*** EXTRACT TO READ ***

From AI doomer to inclusive AI developer in three months.

Here’s the brutal truth of what led me to build Penny.

Posted June 10, 2025 | 8 min read


Three months ago, I still needed to Google how to update even the most basic HTML.
A few months before that, I had literally never written a line of code in my life.

Today, I'm shipping the world's first AI memory assistant designed specifically for neurodivergent minds.

This isn't a humble-brag story. This is proof that human-AI collaboration can achieve things that was impossible just months ago.

Hopefully it’s just as exciting and utterly terrifying for you to read as it has been for me to experience first hand.

December 2024:
G’day Claude

I was supposed to be making a podcast about AI.

You know, talking about technology instead of actually building it.

But despite knowing a lot about disruptive technology in general, I knew that in in order to speak more confidently about the rapidly shifting AI landscape, I’d need to really lean in and get my hands dirty on the tools themselves.

I played around with ChatGPT. I stretched my poor Macbook to the limits by downloading every open source model I could. But the moment I met Claude, everything changed.

Every conversation seemed to produce something deeply profound.
Every day felt like that scene in the Matrix when Trinity learns to fly a helicopter in seconds.

This is what cognitive collaboration feels like.

Not the broken, one-sided partnerships I’d formed with charming narcissists (before being publicly humiliated and losing everything).

Not the endless frustration I'd had with every map / calculator / filing cabinet or operating system on earth.

*** End of EXTRACT TO READ ***
*** DATA TO EXAMINE ***

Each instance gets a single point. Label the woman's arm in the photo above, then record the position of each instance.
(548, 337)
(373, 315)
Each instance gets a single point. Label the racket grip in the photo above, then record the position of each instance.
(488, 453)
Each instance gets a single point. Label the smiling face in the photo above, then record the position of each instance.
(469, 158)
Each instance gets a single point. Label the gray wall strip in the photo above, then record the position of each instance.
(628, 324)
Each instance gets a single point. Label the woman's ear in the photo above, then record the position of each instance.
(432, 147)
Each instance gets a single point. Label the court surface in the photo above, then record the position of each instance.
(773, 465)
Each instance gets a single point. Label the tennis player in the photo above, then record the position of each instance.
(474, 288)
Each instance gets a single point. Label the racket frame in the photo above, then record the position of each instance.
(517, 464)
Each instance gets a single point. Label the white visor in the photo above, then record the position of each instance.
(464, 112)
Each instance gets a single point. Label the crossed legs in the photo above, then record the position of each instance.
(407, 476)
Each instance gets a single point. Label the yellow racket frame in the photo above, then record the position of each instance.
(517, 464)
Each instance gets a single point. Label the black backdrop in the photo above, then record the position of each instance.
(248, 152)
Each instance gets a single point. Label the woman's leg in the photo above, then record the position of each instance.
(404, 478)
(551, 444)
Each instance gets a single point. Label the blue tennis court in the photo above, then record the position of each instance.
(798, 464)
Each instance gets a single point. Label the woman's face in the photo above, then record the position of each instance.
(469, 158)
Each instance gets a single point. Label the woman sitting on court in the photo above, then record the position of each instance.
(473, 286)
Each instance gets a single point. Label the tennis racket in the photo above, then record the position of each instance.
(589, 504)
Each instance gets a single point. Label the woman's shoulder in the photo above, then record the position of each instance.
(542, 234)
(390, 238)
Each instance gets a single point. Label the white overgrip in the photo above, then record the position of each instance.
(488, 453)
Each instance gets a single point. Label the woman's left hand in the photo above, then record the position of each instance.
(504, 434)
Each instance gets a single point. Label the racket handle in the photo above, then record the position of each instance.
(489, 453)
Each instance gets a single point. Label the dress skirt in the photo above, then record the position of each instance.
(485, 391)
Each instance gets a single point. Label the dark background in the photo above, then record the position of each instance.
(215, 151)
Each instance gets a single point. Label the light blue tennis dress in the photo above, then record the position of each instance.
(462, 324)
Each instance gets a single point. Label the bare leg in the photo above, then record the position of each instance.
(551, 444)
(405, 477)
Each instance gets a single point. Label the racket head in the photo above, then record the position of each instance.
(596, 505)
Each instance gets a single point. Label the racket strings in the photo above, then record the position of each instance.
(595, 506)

*** End of DATA TO EXAMINE ***

● **WORK REQUIRED**: Print the part of the post about building Penny that begins at the words "I was supposed" and stops after the words "Claude, everything changed.".

● **RESULT FOR THIS TASK**:
I was supposed to be making a podcast about AI.

You know, talking about technology instead of actually building it.

But despite knowing a lot about disruptive technology in general, I knew that in in order to speak more confidently about the rapidly shifting AI landscape, I’d need to really lean in and get my hands dirty on the tools themselves.

I played around with ChatGPT. I stretched my poor Macbook to the limits by downloading every open source model I could. But the moment I met Claude, everything changed.